**Reading passage**.
# # # # # # #

Note from the Editor
We are announcing the winners of the IJOC Test of Time Paper Award once per quarter (with each issue of the journal) to cover the backlog of awards since the journal’s inception. The specifics of this award are as follows:
Number of awards: One per calendar year.
Goal: Recognition of a published IJOC paper that has proven impactful over a length of time. Considerations can be citations per year, downloads per year, influence of sparking new areas of research, practical implications, significance of findings, and so forth.
Criteria: All those papers published in the time window are considered. A paper can be recognized with this award only once. The time window is defined as a rolling window of 5 years starting 15 years ago.
Deadline: None. Papers are considered on an annual basis.
Selection: Small committee appointed by the editor-in-chief.
Recognition: Certificate of Test of Time Award (transmitted by email) and annual recognition in the journal (paper, authors, affiliations, citation).
Procedure: The set of papers published in IJOC during the time window with their citations per year (since publishing) will be sent to the committee members for their deliberation. A winner is selected by the committee, and the editor-in-chief is notified.
I am happy to report that the remarkably able committee, chaired by John Chinneck with members Bill Cook, Bruce Golden, Pascal Van Hentenryck, and David Woodruff, has selected the awardee, covering the period 2003–2007. What follows is the citation from the award committee and a reflection on the paper and this award by the authors.
I want to thank the committee for their continued efforts and am very pleased to share this recognition of the impactful heritage of our journal.

# # # # # # #

**Written task 1**. Duplicate everything in the editor's note from "Criteria: All those" down to "editor-in-chief is notified.".

[Point-based annotation data]
# # # # # # #

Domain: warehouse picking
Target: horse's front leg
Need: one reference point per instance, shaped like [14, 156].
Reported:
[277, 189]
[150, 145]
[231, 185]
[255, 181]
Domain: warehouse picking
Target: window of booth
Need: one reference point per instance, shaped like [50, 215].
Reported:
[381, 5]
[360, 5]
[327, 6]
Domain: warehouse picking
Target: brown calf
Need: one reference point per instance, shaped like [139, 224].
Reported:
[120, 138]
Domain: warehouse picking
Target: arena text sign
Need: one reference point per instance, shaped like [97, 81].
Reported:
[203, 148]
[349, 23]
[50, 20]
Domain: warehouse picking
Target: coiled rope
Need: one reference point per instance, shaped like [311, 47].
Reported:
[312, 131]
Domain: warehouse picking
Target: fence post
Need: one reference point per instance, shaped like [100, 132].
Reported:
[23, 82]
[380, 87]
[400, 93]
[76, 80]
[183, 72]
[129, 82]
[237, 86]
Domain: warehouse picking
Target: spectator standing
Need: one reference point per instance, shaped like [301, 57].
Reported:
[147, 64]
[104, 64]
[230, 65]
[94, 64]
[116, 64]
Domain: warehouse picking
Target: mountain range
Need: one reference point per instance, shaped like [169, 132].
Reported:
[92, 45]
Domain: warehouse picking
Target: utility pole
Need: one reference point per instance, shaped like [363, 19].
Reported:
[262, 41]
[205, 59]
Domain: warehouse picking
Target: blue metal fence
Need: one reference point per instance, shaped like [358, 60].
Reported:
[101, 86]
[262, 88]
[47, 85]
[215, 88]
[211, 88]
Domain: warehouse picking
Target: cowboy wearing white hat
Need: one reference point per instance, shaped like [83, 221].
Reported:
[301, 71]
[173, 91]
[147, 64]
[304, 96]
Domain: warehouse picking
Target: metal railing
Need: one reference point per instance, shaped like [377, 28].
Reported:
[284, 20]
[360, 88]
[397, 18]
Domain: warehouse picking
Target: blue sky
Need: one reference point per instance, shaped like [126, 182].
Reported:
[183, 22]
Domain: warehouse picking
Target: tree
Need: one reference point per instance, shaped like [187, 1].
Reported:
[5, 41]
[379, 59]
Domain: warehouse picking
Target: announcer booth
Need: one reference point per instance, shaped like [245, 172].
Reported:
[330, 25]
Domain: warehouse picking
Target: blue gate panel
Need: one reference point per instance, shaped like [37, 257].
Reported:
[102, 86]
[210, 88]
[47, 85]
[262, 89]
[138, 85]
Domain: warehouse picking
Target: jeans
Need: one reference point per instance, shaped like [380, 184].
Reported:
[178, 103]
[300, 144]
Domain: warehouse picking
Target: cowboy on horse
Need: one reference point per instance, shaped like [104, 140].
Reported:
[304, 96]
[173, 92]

# # # # # # #

**Written task 2**. Find every line in the listing that contains the string "cowboy", and treat uppercase and lowercase as different.

**Reply 1**.
Criteria: All those papers published in the time window are considered. A paper can be recognized with this award only once. The time window is defined as a rolling window of 5 years starting 15 years ago.
Deadline: None. Papers are considered on an annual basis.
Selection: Small committee appointed by the editor-in-chief.
Recognition: Certificate of Test of Time Award (transmitted by email) and annual recognition in the journal (paper, authors, affiliations, citation).
Procedure: The set of papers published in IJOC during the time window with their citations per year (since publishing) will be sent to the committee members for their deliberation. A winner is selected by the committee, and the editor-in-chief is notified.

**Reply 2**.
Target: cowboy wearing white hat
Target: cowboy on horse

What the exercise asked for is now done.